Recorded data
═══

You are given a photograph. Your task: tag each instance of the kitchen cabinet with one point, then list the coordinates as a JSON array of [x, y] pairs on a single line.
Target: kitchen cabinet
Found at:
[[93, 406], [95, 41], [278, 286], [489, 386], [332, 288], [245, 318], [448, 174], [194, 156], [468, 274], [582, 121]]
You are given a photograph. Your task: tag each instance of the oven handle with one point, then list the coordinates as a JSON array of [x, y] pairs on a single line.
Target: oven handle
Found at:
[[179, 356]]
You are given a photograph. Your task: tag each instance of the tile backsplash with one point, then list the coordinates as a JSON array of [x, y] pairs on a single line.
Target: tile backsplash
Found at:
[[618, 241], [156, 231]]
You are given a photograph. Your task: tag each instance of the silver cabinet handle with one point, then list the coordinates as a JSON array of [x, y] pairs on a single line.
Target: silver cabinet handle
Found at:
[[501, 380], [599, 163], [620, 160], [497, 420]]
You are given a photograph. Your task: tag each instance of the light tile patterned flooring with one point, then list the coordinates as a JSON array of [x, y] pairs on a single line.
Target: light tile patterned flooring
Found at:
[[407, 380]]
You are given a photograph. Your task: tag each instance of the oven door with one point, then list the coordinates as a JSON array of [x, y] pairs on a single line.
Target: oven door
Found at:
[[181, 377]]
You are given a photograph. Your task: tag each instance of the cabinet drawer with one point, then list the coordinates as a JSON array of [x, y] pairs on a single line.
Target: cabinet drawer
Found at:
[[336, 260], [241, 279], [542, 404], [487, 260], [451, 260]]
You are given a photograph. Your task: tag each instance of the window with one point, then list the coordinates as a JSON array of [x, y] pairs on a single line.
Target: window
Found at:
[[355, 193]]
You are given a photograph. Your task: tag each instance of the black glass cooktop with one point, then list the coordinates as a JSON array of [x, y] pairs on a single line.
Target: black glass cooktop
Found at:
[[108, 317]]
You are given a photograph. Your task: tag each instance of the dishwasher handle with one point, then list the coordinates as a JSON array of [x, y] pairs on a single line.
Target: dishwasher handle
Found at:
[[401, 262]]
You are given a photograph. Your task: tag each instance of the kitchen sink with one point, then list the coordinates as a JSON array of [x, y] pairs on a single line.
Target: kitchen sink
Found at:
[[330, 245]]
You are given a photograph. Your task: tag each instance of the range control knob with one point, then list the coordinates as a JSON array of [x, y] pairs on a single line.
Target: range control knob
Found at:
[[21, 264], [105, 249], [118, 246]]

═══

§ **To be done**
Convert the lines into a JSON list of strings, one string per line, with blank lines left out. Start at the line that contains "of the range" and end at the last line of the records.

§ **Solved exercise**
[
  "You are given a photograph. Your task: tag each instance of the range control knob with one point, then list the coordinates as a JSON array of [x, y] pairs on a single line.",
  "Target: range control knob",
  "Found at:",
  "[[21, 264], [105, 249], [118, 246]]"
]